EXERCISE SET:
1. Transcribe everything in the Day 18 trial report from "The testimony of" down to "gaps, heartbreak, confusion.".
2. In the Day 18 trial report, whom did the State of Alaska call as its first witness of the day?

TEXT SECTION:
▬▬▬

Day 18 – State Calls the Mother of Marvin Roberts, Brother of John Hartman

Day 18 – October 29, 2015

The State of Alaska called Hazel Roberts, the mother of accused Marvin Roberts, as the first witness of the day. In disjointed and wandering videotaped testimony aired earlier in the week, former Roberts acquaintance Margaretta Hoffman claimed that on the night John Hartman was killed she was at the Roberts home doing cocaine, getting drunk, and was ultimately part of a conspiracy to throw away shoes. Hoffman, a self-confessed user of methamphetamine and cocaine since 1993, provided testimony which did not comply with any testimony given by any others in the case. Hazel Roberts was called to the witness stand in response to the Hoffman claims and reiterated her original testimony, which matches those of the other household members and has been consistent from her first contact with police in 1997 through today. She knew Hoffman, Roberts said, and did hang out with her a few times, but not the night in question. None of the things Hoffman testified to happened. When a 19-year-old Marvin Roberts came home the night in question everyone was in bed, there was no remarkable entrance, no shoes thrown out, nothing but a quiet return. Marvin Roberts turned off the light above the stove and went to bed.

The testimony of Hazel Roberts was followed by Chris “Sean” Kelly, John Hartman’s brother. Although in earlier filings special prosecutor described Sean Kelly’s testimony as “words he could never forget,” and indicated some absolute proof would come from Kelly as to the guilt of the Fairbanks Four, his testimony was focused mostly on forgotten words, gaps, heartbreak, confusion.

▬▬▬

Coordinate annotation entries
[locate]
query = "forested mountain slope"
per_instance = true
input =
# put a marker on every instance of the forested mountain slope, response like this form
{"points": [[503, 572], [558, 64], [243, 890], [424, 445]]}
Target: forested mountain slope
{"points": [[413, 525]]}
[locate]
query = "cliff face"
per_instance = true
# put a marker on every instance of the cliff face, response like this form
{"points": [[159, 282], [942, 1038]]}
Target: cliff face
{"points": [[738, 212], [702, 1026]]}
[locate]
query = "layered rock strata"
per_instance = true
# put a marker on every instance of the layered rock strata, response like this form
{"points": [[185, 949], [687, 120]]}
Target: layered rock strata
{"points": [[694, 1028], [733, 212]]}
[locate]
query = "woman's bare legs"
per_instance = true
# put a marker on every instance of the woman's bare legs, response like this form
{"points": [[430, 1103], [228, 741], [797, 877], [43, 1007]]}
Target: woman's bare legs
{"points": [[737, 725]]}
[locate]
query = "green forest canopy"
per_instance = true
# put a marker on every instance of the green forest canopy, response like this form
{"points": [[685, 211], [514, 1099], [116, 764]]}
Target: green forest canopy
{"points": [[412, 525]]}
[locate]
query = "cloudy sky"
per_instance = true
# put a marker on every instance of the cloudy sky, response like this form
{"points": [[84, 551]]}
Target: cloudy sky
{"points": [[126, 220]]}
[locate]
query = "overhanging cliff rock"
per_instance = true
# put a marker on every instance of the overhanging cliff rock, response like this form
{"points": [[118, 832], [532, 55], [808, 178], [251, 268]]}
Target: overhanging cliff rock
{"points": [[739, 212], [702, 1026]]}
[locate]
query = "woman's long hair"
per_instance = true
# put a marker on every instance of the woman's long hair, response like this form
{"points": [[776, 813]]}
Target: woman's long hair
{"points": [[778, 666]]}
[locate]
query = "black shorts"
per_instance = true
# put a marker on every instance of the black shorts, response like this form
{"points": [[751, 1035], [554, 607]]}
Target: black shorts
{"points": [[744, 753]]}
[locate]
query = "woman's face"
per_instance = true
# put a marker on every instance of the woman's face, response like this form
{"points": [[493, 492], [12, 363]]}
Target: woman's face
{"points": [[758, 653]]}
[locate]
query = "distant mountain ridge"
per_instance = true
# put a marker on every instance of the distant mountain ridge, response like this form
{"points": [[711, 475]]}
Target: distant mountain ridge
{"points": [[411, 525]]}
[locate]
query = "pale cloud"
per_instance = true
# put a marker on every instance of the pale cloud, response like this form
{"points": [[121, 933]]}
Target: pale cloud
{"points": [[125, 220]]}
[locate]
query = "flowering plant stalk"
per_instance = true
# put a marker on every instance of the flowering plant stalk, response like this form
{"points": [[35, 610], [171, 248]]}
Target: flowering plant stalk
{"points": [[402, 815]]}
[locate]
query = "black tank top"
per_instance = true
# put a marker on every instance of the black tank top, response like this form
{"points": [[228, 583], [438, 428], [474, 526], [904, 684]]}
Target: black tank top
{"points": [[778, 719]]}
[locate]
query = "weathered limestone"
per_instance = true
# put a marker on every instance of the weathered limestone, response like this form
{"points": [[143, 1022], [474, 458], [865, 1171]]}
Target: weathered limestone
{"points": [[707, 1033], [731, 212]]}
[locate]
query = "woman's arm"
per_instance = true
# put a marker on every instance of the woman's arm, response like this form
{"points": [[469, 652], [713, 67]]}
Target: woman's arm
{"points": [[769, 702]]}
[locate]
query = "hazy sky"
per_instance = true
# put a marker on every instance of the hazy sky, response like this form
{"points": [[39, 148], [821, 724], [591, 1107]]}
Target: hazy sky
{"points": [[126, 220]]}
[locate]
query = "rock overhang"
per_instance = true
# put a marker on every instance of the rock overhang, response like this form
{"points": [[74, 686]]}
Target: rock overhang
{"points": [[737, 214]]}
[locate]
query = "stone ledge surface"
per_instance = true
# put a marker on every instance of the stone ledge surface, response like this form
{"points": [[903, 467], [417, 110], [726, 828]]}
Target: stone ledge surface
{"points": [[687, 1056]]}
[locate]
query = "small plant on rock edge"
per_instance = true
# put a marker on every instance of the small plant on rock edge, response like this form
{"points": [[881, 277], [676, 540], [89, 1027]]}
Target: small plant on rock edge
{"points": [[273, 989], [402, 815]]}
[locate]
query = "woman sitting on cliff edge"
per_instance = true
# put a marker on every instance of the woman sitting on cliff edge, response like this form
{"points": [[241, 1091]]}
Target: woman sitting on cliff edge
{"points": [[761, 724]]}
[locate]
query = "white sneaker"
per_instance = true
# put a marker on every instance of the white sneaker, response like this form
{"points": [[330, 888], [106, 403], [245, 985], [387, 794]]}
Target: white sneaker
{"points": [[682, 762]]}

▬▬▬

SOLVED TASKS:
1.
The testimony of Hazel Roberts was followed by Chris “Sean” Kelly, John Hartman’s brother. Although in earlier filings special prosecutor described Sean Kelly’s testimony as “words he could never forget,” and indicated some absolute proof would come from Kelly as to the guilt of the Fairbanks Four, his testimony was focused mostly on forgotten words, gaps, heartbreak, confusion.

2. Hazel Roberts, the mother of accused Marvin Roberts.